— Document extract —
○ ○ ○
Latest binge view: “The Knick” (season one)

Last weekend I plowed through the ten episode first season of The Knick, a Cinemax drama set in a fictitious Manhattan hospital during the early 1900s. It stars Clive Owen as Dr. John Thackeray, a brilliant, driven, and cocaine-addicted surgeon. It has a great ensemble cast playing various doctors, nurses, hospital administrators, ambulance drivers, and board members.

The Knickerbocker hospital serves Manhattan’s poor and working class, and its medical staff attempts to be on the vanguard of treatments, diagnostics, and surgical techniques. It makes for sometimes gruesome scenes, and for this reason some readers might want to avoid it. (Think a turn of the century version of ER and you’ll have some sense of what I mean.)

Perhaps the most fascinating aspect of The Knick is how it portrays the evolution of health care as it moves out of the Victorian Age. Even those generally familiar with the history of medicine will appreciate the sense of drama in storylines about new and experimental approaches to health care.

The Knick also depicts treatments that by today’s standards are wrongheaded and even barbaric. Ambulance drivers are profiteers and body collectors. Issues of race are dealt with bluntly, including the presence of an African American surgeon whose knowledge and experience are completely dismissed when he joins the surgical staff.

And finally — no spoiler alert necessary — the last scene of the final season one episode is simply brilliant.

My cable subscription doesn’t include Cinemax, so I’ll have to wait for the season two DVDs to jump back into the world of the Knickerbocker Hospital. I can’t wait!
○ ○ ○
— Data under study —
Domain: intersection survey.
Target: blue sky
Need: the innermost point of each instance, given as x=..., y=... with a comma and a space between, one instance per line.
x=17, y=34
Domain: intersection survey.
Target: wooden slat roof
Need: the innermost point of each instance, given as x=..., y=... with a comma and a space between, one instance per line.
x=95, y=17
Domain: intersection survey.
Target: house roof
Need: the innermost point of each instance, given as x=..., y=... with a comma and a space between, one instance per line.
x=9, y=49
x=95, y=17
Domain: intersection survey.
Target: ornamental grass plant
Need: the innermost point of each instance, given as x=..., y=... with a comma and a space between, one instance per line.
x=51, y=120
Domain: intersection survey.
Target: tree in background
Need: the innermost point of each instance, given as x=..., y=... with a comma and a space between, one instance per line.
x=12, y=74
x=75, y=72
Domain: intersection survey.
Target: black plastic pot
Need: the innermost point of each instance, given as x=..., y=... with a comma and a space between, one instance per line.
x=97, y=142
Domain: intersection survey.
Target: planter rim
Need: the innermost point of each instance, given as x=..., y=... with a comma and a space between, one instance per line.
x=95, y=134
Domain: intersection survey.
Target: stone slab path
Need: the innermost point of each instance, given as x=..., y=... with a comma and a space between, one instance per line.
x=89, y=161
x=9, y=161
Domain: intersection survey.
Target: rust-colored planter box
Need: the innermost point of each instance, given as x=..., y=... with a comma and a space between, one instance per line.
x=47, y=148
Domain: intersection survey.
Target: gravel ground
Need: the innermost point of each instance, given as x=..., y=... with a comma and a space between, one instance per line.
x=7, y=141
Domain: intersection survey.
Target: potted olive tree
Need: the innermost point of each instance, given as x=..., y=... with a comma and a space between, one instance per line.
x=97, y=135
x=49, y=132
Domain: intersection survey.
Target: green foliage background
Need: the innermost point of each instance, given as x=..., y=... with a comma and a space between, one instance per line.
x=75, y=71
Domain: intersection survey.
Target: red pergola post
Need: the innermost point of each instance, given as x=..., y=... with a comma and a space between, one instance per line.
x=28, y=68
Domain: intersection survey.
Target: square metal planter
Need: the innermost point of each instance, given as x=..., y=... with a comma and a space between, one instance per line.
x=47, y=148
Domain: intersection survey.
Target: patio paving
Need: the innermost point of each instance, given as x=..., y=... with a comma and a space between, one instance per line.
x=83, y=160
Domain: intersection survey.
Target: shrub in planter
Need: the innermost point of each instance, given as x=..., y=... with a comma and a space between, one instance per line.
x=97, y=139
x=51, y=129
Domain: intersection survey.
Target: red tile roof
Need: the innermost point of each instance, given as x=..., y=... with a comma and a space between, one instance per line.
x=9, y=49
○ ○ ○
— Task statement —
Copy the review of The Knick from "Last weekend I" to "and board members.", substituting "fictional" for "fictitious". Use only the review of The Knick to do this.

— Response —
Last weekend I plowed through the ten episode first season of The Knick, a Cinemax drama set in a fictional Manhattan hospital during the early 1900s. It stars Clive Owen as Dr. John Thackeray, a brilliant, driven, and cocaine-addicted surgeon. It has a great ensemble cast playing various doctors, nurses, hospital administrators, ambulance drivers, and board members.